**Your task:**
Each line should be copied exactly.

══ Working data ══

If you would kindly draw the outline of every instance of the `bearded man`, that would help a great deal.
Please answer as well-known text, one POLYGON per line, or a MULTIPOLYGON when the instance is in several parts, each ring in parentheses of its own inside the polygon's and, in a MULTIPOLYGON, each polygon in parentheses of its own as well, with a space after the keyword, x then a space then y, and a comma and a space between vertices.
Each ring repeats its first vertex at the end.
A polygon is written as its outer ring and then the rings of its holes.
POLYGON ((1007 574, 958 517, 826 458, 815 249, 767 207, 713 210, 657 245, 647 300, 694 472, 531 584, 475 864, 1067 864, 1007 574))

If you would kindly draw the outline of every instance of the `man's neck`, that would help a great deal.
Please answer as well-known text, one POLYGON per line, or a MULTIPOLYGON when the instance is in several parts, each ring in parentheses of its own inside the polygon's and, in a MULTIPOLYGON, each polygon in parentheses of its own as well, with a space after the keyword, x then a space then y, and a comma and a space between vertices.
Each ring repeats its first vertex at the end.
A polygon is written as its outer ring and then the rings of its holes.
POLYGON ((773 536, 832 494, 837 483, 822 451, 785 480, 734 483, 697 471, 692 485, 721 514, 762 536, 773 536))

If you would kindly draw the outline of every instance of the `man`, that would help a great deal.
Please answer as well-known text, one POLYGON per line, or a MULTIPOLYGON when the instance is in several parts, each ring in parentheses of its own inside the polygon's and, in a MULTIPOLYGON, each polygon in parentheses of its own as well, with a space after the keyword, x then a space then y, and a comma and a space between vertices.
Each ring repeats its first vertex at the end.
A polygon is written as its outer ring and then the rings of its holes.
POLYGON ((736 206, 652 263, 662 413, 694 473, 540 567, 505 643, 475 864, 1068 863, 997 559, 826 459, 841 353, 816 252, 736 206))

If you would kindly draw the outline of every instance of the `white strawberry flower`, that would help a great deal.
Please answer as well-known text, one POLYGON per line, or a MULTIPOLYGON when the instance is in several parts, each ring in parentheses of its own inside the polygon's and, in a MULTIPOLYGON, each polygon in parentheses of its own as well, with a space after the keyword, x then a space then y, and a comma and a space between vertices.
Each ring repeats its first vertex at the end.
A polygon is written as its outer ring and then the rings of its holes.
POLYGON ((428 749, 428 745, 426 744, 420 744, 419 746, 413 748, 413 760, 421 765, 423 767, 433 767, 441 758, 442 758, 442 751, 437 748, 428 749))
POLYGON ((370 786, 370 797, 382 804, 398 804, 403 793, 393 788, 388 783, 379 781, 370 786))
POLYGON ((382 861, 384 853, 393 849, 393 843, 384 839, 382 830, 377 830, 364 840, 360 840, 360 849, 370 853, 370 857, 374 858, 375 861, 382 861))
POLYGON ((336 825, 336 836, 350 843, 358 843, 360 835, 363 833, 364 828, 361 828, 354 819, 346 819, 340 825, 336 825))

═══

**Exercise result:**
If you would kindly draw the outline of every instance of the `bearded man`, that would help a great deal.
Please answer as well-known text, one POLYGON per line, or a MULTIPOLYGON when the instance is in several parts, each ring in parentheses of its own inside the polygon's and, in a MULTIPOLYGON, each polygon in parentheses of its own as well, with a space after the keyword, x then a space then y, and a comma and a space between vertices.
Each ring repeats its first vertex at the end.
A polygon is written as its outer ring and then the rings of its holes.
POLYGON ((1007 574, 958 517, 826 458, 815 249, 767 207, 713 210, 657 245, 647 300, 694 472, 531 584, 475 864, 1067 864, 1007 574))

If you would kindly draw the outline of every instance of the `man's neck`, that would help a great deal.
Please answer as well-known text, one POLYGON per line, or a MULTIPOLYGON when the instance is in several parts, each ring in parentheses of its own inside the polygon's and, in a MULTIPOLYGON, each polygon in parentheses of its own as well, with a space after the keyword, x then a space then y, and a comma and a space between vertices.
Each ring repeats its first vertex at the end.
A polygon is written as its outer ring and then the rings of its holes.
POLYGON ((773 536, 832 494, 837 483, 822 451, 785 480, 734 483, 697 471, 692 485, 721 514, 762 536, 773 536))

If you would kindly draw the outline of every instance of the `man`, that would help a great deal.
Please answer as well-known text, one POLYGON per line, or a MULTIPOLYGON when the instance is in several parts, each ring in parentheses of its own inside the polygon's and, in a MULTIPOLYGON, each polygon in parentheses of its own as well, with a space after the keyword, x then a space then y, and a comma and a space between vertices.
Each ring repeats its first vertex at the end.
A polygon is written as its outer ring and then the rings of its holes.
POLYGON ((736 206, 652 263, 662 413, 694 473, 540 567, 505 643, 475 864, 1068 863, 997 559, 826 459, 841 353, 816 252, 736 206))

If you would kindly draw the outline of every instance of the `white strawberry flower`, that would help a great deal.
Please answer as well-known text, one POLYGON per line, or a MULTIPOLYGON when the instance is in several parts, each ring in parentheses of its own inside the polygon's and, in a MULTIPOLYGON, each polygon in parentheses of its own as well, with a space after the keyword, x then a space then y, and a comma and a space between vertices.
Each ring repeats its first vertex at the end.
A polygon is written as its outer ring and then the rings of its holes.
POLYGON ((428 749, 428 745, 426 744, 420 744, 419 746, 413 748, 413 760, 421 765, 423 767, 433 767, 441 758, 442 758, 442 751, 437 748, 428 749))
POLYGON ((370 786, 370 797, 382 804, 398 804, 403 793, 393 788, 388 783, 379 781, 370 786))
POLYGON ((382 861, 384 853, 393 849, 393 843, 384 839, 382 830, 377 830, 364 840, 360 840, 360 849, 370 853, 370 857, 374 858, 375 861, 382 861))
POLYGON ((336 825, 336 836, 350 843, 358 843, 360 835, 363 833, 364 828, 361 828, 354 819, 346 819, 340 825, 336 825))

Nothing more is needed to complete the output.